== REQUEST ==
List each line of the listing below that contains the string "pointer", treating uppercase and lowercase letters as different.

== DATA RECORDS ==
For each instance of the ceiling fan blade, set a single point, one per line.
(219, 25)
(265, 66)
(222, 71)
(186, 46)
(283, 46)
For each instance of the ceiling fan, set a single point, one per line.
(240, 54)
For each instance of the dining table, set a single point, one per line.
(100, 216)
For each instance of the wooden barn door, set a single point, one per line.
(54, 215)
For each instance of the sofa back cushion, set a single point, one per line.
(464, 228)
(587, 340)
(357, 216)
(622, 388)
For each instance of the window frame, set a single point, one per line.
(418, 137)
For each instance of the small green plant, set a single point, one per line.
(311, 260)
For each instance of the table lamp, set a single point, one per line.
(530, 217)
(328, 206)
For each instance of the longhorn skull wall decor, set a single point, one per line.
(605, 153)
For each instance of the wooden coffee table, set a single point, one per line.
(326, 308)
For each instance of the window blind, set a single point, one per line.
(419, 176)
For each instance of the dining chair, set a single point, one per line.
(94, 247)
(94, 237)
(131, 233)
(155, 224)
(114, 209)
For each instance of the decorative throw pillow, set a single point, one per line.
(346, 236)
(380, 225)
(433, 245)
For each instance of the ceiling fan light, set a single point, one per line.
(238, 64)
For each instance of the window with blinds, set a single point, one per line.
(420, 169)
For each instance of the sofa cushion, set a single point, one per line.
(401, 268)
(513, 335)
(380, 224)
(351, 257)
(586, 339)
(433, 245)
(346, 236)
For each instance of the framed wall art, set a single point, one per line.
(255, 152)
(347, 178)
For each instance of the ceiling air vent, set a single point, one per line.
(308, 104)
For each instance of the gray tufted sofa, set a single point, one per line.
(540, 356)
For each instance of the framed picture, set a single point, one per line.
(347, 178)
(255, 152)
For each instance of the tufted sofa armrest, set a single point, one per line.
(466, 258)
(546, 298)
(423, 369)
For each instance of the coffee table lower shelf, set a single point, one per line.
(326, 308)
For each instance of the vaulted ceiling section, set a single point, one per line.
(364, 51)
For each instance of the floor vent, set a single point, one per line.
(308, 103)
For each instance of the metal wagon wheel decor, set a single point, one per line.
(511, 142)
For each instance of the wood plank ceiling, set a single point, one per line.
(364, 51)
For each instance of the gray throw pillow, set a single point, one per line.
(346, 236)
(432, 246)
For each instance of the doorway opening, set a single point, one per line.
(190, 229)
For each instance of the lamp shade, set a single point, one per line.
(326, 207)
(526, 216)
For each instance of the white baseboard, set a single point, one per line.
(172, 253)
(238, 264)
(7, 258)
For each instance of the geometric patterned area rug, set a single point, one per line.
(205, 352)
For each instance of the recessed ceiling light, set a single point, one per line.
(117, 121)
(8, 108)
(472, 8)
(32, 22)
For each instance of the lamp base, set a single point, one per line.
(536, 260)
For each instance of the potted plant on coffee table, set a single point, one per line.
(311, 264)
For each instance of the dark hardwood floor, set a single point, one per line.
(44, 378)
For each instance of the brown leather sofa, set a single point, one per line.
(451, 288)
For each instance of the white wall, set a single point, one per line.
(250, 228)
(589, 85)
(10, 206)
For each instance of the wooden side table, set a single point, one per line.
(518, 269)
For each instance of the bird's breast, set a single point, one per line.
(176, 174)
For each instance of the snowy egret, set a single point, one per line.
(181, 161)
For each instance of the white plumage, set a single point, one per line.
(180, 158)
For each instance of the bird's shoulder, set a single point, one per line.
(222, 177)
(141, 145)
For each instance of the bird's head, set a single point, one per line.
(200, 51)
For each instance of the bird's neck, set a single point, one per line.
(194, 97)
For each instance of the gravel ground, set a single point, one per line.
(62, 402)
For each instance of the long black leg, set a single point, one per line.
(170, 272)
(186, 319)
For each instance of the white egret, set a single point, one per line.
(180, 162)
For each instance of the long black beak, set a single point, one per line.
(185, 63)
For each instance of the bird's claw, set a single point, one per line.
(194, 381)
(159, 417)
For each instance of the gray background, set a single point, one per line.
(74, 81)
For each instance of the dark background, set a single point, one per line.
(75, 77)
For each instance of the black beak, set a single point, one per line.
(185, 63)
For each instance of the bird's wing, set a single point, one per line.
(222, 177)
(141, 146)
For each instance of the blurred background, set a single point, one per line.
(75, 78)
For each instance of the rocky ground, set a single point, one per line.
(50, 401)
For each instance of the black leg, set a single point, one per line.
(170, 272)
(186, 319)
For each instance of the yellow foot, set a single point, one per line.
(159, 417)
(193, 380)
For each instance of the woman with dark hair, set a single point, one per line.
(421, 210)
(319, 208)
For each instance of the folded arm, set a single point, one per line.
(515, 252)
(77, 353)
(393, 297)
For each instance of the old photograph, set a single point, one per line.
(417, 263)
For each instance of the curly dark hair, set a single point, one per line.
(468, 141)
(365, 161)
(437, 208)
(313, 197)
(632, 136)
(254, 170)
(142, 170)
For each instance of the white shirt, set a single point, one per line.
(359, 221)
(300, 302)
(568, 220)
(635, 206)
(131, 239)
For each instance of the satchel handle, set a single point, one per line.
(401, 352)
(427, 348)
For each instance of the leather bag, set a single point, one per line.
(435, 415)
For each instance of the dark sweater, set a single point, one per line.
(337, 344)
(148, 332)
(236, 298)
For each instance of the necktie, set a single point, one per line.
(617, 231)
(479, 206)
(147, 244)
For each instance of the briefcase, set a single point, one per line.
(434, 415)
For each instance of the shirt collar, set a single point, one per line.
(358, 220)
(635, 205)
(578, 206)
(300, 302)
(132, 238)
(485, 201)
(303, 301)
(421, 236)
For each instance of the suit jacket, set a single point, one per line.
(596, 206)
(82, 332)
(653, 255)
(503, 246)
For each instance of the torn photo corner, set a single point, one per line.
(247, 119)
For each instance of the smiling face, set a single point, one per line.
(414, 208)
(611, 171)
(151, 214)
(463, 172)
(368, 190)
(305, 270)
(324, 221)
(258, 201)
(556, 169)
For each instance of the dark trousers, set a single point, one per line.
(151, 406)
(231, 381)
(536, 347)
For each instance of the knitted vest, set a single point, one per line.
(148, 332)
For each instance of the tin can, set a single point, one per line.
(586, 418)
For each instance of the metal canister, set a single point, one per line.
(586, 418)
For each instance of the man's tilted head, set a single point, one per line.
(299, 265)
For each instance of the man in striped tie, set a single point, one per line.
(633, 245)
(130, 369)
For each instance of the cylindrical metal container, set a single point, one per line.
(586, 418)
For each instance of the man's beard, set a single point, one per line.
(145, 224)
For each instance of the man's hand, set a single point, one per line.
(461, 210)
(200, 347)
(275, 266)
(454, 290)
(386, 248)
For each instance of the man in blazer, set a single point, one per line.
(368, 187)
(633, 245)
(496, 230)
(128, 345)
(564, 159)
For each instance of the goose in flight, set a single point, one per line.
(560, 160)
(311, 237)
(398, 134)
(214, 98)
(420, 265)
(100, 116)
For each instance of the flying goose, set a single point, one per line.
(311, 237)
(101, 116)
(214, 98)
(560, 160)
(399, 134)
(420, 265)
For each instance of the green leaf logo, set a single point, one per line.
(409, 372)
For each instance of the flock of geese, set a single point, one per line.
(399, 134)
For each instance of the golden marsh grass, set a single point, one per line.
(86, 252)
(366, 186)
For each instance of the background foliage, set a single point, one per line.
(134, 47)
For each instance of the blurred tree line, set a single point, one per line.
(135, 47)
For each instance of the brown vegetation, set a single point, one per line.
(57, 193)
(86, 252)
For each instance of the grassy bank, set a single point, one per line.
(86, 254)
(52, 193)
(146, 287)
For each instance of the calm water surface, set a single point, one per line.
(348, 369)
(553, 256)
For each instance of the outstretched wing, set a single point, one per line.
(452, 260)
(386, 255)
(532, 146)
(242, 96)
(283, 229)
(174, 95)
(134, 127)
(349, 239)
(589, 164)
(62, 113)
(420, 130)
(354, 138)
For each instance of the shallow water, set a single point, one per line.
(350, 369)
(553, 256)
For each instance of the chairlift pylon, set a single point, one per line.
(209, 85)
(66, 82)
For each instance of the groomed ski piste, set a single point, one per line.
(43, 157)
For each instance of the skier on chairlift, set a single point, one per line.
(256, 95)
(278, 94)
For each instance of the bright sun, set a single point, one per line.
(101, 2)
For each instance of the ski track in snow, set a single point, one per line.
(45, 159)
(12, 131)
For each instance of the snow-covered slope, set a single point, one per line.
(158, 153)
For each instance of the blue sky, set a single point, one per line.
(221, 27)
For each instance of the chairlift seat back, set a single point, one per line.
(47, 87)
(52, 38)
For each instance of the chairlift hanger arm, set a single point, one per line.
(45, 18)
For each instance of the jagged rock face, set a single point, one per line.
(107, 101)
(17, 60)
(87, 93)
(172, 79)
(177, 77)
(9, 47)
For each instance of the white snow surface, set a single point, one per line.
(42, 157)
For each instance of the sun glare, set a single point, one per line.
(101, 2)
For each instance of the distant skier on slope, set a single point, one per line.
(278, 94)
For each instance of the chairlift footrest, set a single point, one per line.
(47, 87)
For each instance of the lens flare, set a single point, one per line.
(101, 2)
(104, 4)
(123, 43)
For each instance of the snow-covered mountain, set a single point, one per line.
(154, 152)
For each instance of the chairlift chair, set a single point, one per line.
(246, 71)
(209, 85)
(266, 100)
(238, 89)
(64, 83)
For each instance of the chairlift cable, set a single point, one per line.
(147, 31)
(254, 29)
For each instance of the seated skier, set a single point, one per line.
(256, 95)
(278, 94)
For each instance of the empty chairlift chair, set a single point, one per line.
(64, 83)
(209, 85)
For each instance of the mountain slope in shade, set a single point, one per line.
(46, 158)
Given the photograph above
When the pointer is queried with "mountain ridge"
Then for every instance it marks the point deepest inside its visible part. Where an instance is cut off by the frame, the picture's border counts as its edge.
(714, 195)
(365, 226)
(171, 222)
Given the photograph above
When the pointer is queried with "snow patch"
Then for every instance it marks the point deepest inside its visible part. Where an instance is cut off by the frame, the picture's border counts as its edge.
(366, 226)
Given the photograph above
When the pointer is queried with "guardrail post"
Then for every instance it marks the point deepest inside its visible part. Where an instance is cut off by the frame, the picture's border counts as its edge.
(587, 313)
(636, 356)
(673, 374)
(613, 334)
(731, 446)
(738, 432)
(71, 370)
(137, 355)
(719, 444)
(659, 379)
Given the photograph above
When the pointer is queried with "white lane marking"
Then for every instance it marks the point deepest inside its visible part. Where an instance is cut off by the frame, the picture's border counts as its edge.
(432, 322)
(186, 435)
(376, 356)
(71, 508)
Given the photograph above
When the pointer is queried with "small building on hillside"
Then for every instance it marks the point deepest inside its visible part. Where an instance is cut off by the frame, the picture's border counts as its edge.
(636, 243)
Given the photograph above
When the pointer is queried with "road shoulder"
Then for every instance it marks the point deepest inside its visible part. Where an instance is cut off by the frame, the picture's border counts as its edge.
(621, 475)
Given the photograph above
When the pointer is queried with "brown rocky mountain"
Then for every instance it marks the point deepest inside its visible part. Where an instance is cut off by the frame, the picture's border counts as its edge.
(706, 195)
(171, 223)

== SOLUTION FOR THIS PROBLEM ==
When the pointer is queried with "mountain ridge"
When the pointer is queried with "snow patch"
When the pointer is queried with "guardrail post"
When the pointer is queried with "white lane marking"
When the pointer is queried with "small building on hillside"
When the pointer is queried with "road shoulder"
When the pointer is queried with "brown rocky mountain"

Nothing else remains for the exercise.